begin ITEMS
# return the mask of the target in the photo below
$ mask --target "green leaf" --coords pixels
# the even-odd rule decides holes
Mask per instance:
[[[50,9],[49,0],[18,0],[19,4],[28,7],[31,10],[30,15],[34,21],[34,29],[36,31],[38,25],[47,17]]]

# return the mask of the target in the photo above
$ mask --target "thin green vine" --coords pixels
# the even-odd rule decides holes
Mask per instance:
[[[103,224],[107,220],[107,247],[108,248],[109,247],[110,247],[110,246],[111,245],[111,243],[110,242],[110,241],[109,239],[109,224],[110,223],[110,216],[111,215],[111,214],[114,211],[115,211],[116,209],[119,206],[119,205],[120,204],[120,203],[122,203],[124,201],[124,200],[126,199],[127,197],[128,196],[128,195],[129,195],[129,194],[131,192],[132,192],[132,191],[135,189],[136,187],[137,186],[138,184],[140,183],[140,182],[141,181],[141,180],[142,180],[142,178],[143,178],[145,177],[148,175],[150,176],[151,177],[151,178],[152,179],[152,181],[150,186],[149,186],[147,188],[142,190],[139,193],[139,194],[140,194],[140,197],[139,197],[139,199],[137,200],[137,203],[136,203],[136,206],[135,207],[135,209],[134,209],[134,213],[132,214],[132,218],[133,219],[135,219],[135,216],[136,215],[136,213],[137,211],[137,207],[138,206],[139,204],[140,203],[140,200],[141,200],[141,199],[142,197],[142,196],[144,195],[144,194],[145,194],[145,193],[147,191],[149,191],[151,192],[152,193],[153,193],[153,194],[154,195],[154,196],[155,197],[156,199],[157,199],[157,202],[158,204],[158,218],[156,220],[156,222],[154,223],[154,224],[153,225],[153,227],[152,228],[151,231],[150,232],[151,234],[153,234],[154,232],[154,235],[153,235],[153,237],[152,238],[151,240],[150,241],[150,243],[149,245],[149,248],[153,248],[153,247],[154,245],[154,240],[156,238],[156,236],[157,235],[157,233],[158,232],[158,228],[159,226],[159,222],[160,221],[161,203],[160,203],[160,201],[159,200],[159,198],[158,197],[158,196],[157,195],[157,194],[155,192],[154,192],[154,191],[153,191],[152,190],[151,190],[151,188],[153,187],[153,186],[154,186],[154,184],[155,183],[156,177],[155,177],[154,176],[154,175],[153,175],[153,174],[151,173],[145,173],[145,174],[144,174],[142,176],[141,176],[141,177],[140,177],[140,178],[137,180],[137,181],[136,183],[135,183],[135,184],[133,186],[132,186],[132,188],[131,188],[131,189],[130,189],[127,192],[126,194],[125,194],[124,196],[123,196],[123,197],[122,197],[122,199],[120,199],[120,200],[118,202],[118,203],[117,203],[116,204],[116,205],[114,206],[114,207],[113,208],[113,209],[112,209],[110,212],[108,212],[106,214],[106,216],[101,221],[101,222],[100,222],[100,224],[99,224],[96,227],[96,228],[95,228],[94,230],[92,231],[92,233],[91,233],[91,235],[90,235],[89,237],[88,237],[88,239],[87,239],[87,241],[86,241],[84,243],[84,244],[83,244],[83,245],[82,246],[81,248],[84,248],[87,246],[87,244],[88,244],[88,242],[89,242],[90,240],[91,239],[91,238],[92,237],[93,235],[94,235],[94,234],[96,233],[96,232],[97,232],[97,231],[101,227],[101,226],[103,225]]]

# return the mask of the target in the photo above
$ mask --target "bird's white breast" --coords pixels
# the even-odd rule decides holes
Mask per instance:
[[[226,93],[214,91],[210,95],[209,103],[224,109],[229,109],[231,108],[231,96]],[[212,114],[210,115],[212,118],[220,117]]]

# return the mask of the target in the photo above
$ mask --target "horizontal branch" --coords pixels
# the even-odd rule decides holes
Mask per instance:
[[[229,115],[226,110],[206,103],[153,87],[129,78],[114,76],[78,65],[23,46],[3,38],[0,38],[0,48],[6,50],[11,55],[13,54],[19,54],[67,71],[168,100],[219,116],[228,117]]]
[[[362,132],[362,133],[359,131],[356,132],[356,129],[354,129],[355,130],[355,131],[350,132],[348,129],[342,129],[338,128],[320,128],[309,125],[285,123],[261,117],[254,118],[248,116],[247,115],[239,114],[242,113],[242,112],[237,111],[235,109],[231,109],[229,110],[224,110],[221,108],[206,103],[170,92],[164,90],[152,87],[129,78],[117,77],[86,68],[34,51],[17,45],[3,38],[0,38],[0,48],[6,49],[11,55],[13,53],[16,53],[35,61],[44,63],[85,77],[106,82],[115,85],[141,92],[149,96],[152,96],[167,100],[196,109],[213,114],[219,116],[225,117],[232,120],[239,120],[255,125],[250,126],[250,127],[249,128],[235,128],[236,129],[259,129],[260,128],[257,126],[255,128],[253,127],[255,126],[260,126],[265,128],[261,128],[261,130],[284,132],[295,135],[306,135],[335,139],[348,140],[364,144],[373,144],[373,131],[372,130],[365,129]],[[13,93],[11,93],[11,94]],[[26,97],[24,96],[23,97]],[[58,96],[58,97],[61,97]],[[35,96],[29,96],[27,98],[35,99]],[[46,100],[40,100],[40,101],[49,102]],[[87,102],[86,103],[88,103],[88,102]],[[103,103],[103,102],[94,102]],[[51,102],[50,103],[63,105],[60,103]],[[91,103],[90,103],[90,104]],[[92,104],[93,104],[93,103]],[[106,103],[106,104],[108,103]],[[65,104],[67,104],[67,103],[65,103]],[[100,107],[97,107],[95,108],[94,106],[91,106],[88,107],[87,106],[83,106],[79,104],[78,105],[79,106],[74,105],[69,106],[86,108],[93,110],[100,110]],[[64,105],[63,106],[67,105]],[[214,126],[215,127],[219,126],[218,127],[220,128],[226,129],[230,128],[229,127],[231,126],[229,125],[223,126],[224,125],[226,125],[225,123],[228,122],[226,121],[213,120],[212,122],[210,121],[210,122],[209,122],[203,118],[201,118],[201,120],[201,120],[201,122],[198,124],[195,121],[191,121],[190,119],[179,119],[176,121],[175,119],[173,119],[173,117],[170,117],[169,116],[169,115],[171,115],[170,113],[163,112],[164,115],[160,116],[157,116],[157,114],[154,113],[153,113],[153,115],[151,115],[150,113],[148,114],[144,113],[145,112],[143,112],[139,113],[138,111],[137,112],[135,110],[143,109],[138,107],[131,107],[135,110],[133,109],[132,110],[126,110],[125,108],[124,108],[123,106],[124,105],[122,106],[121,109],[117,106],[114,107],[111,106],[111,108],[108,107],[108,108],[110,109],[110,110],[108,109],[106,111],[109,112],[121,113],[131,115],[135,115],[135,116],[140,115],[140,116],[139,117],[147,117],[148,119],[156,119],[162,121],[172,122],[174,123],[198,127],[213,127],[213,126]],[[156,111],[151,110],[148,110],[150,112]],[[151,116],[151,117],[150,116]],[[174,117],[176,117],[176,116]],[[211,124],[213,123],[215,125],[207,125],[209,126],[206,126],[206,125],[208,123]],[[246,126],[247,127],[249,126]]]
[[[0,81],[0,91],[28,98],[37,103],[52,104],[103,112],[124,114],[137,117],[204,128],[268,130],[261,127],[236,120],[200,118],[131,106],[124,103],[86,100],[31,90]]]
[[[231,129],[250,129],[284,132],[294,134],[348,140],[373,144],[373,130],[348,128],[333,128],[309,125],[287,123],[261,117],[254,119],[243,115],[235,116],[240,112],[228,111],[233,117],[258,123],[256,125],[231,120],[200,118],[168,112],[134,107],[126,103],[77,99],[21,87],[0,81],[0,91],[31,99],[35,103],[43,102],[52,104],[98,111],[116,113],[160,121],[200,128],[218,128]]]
end ITEMS
EXERCISE AIM
Write out the data again, exactly and in full.

EXERCISE ANSWER
# return the mask of the target in the photo below
$ mask --target "green leaf" --coords pixels
# the even-odd rule decides holes
Mask per instance:
[[[50,9],[49,0],[18,0],[19,4],[28,7],[31,10],[30,15],[34,21],[34,29],[36,31],[38,25],[47,17]]]

# return the mask of the target in the photo above
$ mask --target "thin green vine" --coords pixels
# the even-odd rule decides holes
Mask per instance:
[[[103,224],[107,220],[107,247],[108,248],[109,247],[110,247],[110,246],[111,245],[111,243],[110,242],[110,241],[109,239],[109,224],[110,223],[110,216],[111,215],[111,214],[114,211],[115,211],[116,209],[119,206],[119,205],[120,204],[120,203],[122,203],[124,201],[124,200],[126,199],[127,197],[128,196],[128,195],[129,195],[129,194],[131,192],[132,192],[132,191],[135,189],[136,187],[137,186],[138,184],[140,183],[140,182],[141,181],[141,180],[142,180],[142,178],[143,178],[145,177],[148,175],[150,176],[151,177],[151,178],[152,179],[152,181],[150,186],[149,186],[147,188],[142,190],[139,193],[139,194],[140,194],[140,197],[139,197],[139,199],[137,200],[137,203],[136,203],[136,206],[135,207],[135,209],[134,209],[134,213],[132,214],[132,218],[133,219],[135,219],[135,216],[136,215],[136,213],[137,211],[137,207],[138,206],[139,204],[140,203],[140,200],[141,200],[141,199],[142,197],[142,196],[144,195],[144,194],[145,194],[145,193],[147,191],[149,191],[151,192],[152,193],[153,193],[153,194],[154,195],[154,196],[155,197],[156,199],[157,199],[157,202],[158,204],[158,218],[156,220],[156,222],[154,223],[154,224],[153,225],[153,227],[152,228],[151,231],[150,232],[151,234],[153,234],[154,232],[154,235],[153,235],[153,237],[152,238],[151,240],[150,241],[150,243],[149,245],[149,248],[153,248],[153,247],[154,245],[154,240],[156,238],[156,236],[157,235],[157,233],[158,232],[158,228],[159,226],[159,222],[160,221],[161,203],[160,203],[160,201],[159,200],[159,198],[158,197],[158,196],[157,195],[157,194],[155,192],[154,192],[154,191],[153,191],[152,190],[151,190],[151,188],[153,187],[153,186],[154,186],[154,184],[155,183],[156,177],[155,177],[154,176],[154,175],[153,175],[153,174],[151,173],[145,173],[145,174],[144,174],[142,176],[141,176],[141,177],[140,177],[140,178],[137,180],[137,181],[136,183],[135,183],[135,184],[133,186],[132,186],[132,188],[131,188],[131,189],[130,189],[127,192],[126,194],[125,194],[124,196],[123,196],[123,197],[122,197],[122,199],[120,199],[120,200],[118,202],[118,203],[117,203],[116,204],[116,205],[114,206],[114,207],[113,208],[113,209],[112,209],[110,212],[108,212],[106,214],[106,216],[101,221],[101,222],[100,222],[100,224],[99,224],[96,227],[96,228],[95,228],[94,230],[92,231],[92,233],[91,233],[91,235],[90,235],[89,237],[88,237],[88,239],[87,239],[87,241],[86,241],[84,243],[84,244],[83,244],[83,245],[82,246],[81,248],[84,248],[87,246],[87,244],[88,244],[88,242],[89,242],[90,240],[91,239],[91,238],[92,237],[93,235],[94,235],[94,234],[96,233],[96,232],[97,232],[97,231],[101,227],[101,226],[103,225]]]

# return the mask of the target in the photo above
$ mask --target "bird's white breast" --coords pixels
# the even-odd rule decides holes
Mask per instance:
[[[226,93],[214,91],[210,95],[209,103],[224,109],[229,109],[231,108],[231,96]],[[212,114],[210,115],[212,118],[220,117]]]

# return the mask of the target in the photo above
$ mask --target "horizontal branch" --coords pixels
# the even-odd rule decides holes
Mask per instance:
[[[229,115],[226,110],[206,103],[153,87],[129,78],[114,76],[78,65],[23,46],[3,38],[0,38],[0,48],[6,50],[11,55],[13,54],[19,54],[67,71],[168,100],[219,116],[228,117]]]
[[[362,132],[362,133],[359,131],[356,132],[356,129],[354,129],[355,130],[355,131],[350,132],[348,129],[342,129],[338,128],[320,128],[309,125],[285,123],[261,117],[254,118],[248,116],[247,115],[239,114],[242,113],[242,112],[237,111],[235,109],[231,109],[229,110],[224,110],[221,108],[206,103],[170,92],[164,90],[152,87],[129,78],[117,77],[86,68],[34,51],[17,45],[3,38],[0,38],[0,48],[6,49],[11,55],[13,53],[16,53],[35,61],[44,63],[85,77],[106,82],[115,85],[141,92],[149,96],[152,96],[167,100],[196,109],[213,114],[219,116],[225,117],[232,120],[239,120],[255,125],[250,126],[250,127],[249,128],[235,128],[236,129],[259,129],[260,128],[257,126],[255,128],[253,127],[255,126],[260,126],[265,128],[261,128],[261,130],[284,132],[295,135],[306,135],[335,139],[348,140],[364,144],[373,144],[373,131],[372,130],[365,129]],[[13,93],[11,93],[11,94]],[[26,97],[24,96],[23,97]],[[58,96],[58,97],[61,97]],[[35,96],[29,96],[27,98],[35,99]],[[46,100],[40,100],[40,101],[49,102]],[[87,102],[86,103],[88,103],[88,102]],[[103,103],[103,102],[94,102]],[[51,102],[50,103],[63,105],[60,103]],[[91,103],[90,103],[90,104]],[[92,104],[93,104],[93,103]],[[106,103],[106,104],[108,103]],[[65,104],[67,104],[67,103],[65,103]],[[100,107],[97,107],[95,108],[94,106],[91,106],[88,107],[87,106],[83,106],[79,104],[78,105],[79,106],[74,105],[69,106],[86,108],[93,110],[100,110]],[[64,105],[63,106],[67,105]],[[214,126],[215,127],[219,126],[218,127],[220,128],[226,129],[230,128],[229,127],[231,126],[229,125],[223,126],[224,125],[226,125],[225,123],[228,122],[226,121],[213,120],[212,122],[210,121],[210,122],[209,122],[203,118],[201,118],[201,120],[201,120],[201,122],[198,124],[195,121],[191,121],[190,119],[179,119],[176,121],[175,119],[173,119],[173,117],[170,117],[169,116],[169,115],[171,115],[170,113],[163,112],[164,115],[160,116],[157,116],[157,114],[154,113],[153,113],[153,115],[151,115],[150,113],[148,114],[144,113],[145,112],[143,112],[139,113],[138,111],[137,112],[135,110],[143,109],[138,107],[131,107],[135,110],[133,109],[132,110],[126,110],[125,108],[124,108],[123,106],[124,105],[122,106],[121,109],[117,106],[114,107],[111,106],[111,108],[108,107],[108,108],[110,109],[110,110],[108,109],[106,111],[109,112],[121,113],[131,115],[135,115],[135,116],[140,115],[140,116],[139,117],[147,117],[148,119],[156,119],[162,121],[172,122],[174,123],[198,127],[213,127],[213,126]],[[156,111],[151,110],[148,110],[150,112]],[[151,116],[151,117],[150,116]],[[174,117],[176,117],[176,116]],[[211,124],[213,123],[215,125],[207,125],[209,126],[206,126],[206,125],[208,123]],[[246,126],[247,127],[249,126]]]
[[[0,81],[0,91],[28,98],[37,103],[52,104],[103,112],[124,114],[137,117],[204,128],[268,130],[261,127],[236,120],[200,118],[131,106],[124,103],[86,100],[31,90]]]
[[[231,129],[250,129],[284,132],[294,134],[348,140],[373,144],[373,130],[348,128],[333,128],[309,125],[287,123],[261,117],[254,119],[243,115],[235,116],[240,112],[228,111],[233,117],[258,123],[256,125],[231,120],[200,118],[168,112],[134,107],[126,103],[77,99],[21,87],[0,81],[0,91],[31,99],[35,103],[43,102],[52,104],[98,111],[116,113],[160,121],[200,128],[218,128]]]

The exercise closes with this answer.